Senin Görevin –
Gezi direnişini anlatan yazıyı, son cümlesinden sonra gelecek kısmı yazarak sürdür.

Alıntı Metin –
Kuşkusuz hareketin bu kadar geniş bir alana yayılmasında ve pek çok toplumsal kesimden katılımın oluşmasında siyasal iktidarın kendinden olmayan veya kendi gibi düşünmeyenleri müdahaleci bir tavırla hizaya sokma anlayışı, otoriter bir zihniyetle hayatın bütün alanına yayılınca gezi direnişi kaçınılmaz hale gelmişti.
Türkiye de 30-40 yıla yakın bir süredir siyasal iktidarların yasakçı, anti demokratik uygulamalarına karşı ve hak arayışlarında hep örgütlü siyasal güçler, sendikalar, dernekler, meslek kuruluşlarının çağrı ve yönlendiriciliği ön planda olagelmiştir. İlk defa Gezi direnişinde dijital araçları adeta uzuvların bir parçası haline getiren internetin sanal dünyası ile gerçek yaşam arasında sağlıklı köprüler kurabilen kişisel özgürlüklerine ve özel yaşamlarına müdahale edilmesine duyarlı kadınlar ve gençler sanal ortamlarda yapılan çağrılarla birbirlerine ve yeni ilişkilenme biçimine olan inançlarıyla meydanları, alanları doldurdular. Bu iki gücün bir araya gelmesi toplumsal tıkanıklığa karşı yeni ufuklar ve arayışların yolunu açarken siyasal iktidarın karizmasını çizip mağdur ve mağruru bir arada oynayan Başbakan’a haddini bildirmeye yetti de arttı bile.
İstanbul Bilgi Üniversitesi öğretim görevlilerinin Gezi direnişine ilişkin olarak 3 bin katılımcıyla yaptığı görüşme sonuçlarına göre direnişe katılanların %63.6’ sı 19-30 yaş arası; bunların %53.7 si daha önce hiçbir kitlesel eyleme katılmamış; %70 i kendisini hiçbir partiye yakın hissetmiyor ve daha önce partilere üye olmamış. Ayrıca KONDA araştırması %65 i üniversite öğrencisi veya yüksek lisans öğrencisi bu bilgilere direnişe ciddi destek sunan başta çarşı grubu olmak üzere ve çeşitli taraftar gruplarını ekleyecek olursak nasıl bir tabloyla karşı karşıya olduğumuz daha anlaşılır bir hale gelir.

Veri Listesi –

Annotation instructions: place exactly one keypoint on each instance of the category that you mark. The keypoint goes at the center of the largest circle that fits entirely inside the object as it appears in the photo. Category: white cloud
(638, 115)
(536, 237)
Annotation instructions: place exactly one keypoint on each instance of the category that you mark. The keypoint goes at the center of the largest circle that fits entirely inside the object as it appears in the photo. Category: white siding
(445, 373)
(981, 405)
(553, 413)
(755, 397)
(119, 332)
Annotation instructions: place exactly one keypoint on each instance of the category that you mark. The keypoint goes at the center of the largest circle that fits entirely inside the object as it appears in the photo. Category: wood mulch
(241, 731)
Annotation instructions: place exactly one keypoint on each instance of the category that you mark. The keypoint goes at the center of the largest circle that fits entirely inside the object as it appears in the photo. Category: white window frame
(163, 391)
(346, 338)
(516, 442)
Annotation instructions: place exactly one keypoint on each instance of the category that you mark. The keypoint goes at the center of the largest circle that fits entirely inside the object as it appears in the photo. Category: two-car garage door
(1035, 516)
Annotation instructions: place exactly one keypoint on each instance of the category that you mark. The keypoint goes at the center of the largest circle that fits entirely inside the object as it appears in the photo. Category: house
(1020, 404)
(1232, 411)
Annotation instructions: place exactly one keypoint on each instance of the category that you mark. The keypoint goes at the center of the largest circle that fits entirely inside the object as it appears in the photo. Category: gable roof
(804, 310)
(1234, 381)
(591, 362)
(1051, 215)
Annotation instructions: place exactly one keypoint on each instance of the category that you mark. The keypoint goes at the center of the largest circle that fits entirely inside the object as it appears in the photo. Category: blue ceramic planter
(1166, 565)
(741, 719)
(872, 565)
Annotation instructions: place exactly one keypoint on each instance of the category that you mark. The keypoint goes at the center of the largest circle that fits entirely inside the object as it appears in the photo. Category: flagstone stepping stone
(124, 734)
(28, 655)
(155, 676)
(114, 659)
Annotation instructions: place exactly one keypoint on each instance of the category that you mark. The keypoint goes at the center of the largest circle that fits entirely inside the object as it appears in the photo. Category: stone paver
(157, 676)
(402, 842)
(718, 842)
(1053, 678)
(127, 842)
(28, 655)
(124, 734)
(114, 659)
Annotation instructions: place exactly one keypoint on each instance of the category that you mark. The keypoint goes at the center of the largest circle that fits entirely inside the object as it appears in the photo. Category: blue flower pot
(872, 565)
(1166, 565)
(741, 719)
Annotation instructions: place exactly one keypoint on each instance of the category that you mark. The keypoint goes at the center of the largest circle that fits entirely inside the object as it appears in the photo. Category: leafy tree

Görev Sonucu –
Örgütlü sosyalist güçler sorunlara ve çözümlerine stratejik ve programsal bir yaklaşım sunarken bunun kaçınılmaz sonucu da örgütlü olunması gerekliliğiydi. Elbette ki bu gelip geçici basit bir tercih değil, tam tersine mücadele sürecini baştan sona ve insan yaşamını etkileyen bir bakışa yönlendiren durumdu.30-40 yıllık süreç boyunca gerek 12 eylül yenilgisinin yarattığı dağınıklık gerekse uluslar arası planda Sovyetler Birliği’nin yarattığı bir dizi olumsuzluk sosyalistlerin güç kaybetmesine daralmasına kapı araladığı gibi geleceğe dönük stratejik farklılıklarda yeni parçalanmalara yol açmıştı. Örgütlü güçlerin kendini yenileme ve güçleri birleştirme hamleleri de hedefini bulamayınca dağınıklık ve marjinalleşme adeta kalıcılaşmıştı. Bu durum yeni gelişen gençlerin ve kadınların örgütlü güçlere karşı mesafeli durmasına sebep olmuştu. Gezi direnişi ayrı ayrı duran bu iki gücü akarsuyun yatağıyla buluşması gibi birleştirdi ama ortaklaştırılacak paylaşılıp tartışılacak pek çok sorun var ortada. Bunlar yeni eylem pratikleriyle tartışılıp olgunlaştırılarak sonuçlara varılacaktır. Yoksa sanal alemden yapılan çağrılarla kitlesel anlamda eylemlere katılıp gerekeni yaptıktan sonra geriye çekilerek gerektiğinde bunu tekrarlamakla eskiyle yeni olanı bütünleştirmek ne oranda sağlanabilir? Evet bu şekilde de mücadele yükseltilebilir ama bu tarz katılımı daha verimli kılmak ve kalıcı bazı sonuçlara ulaşmak mutlaka hedeflenmelidir. Direnişe katılan gençlerin kadınların %70 i kendini kitlesel hiçbir partiye kendini yakın hissetmiyorsa ve daha önceleri hiçbir partiye üye olmamışlarsa bu sonuçları doğru sorgulamak ve yeni oluşturulacak ilişkileri, örgütsel zeminleri sağlıklı tespit etmek gerekir.1990’lı gençlik bugüne kadar örgütlü sosyalist güçlerle arasına mesafe koyarak gelmişse veya tersinden sosyalist güçler bu kesimlerle olan ilişkilerinde onları örgütlü hale getirememişse bu konularda neden başarısız kalınmıştır. Ortada olan sadece güvensizlik midir? Yoksa daha başka nedenler mi vardır? Bu durum ciddi olarak incelemeye değer bir konudur.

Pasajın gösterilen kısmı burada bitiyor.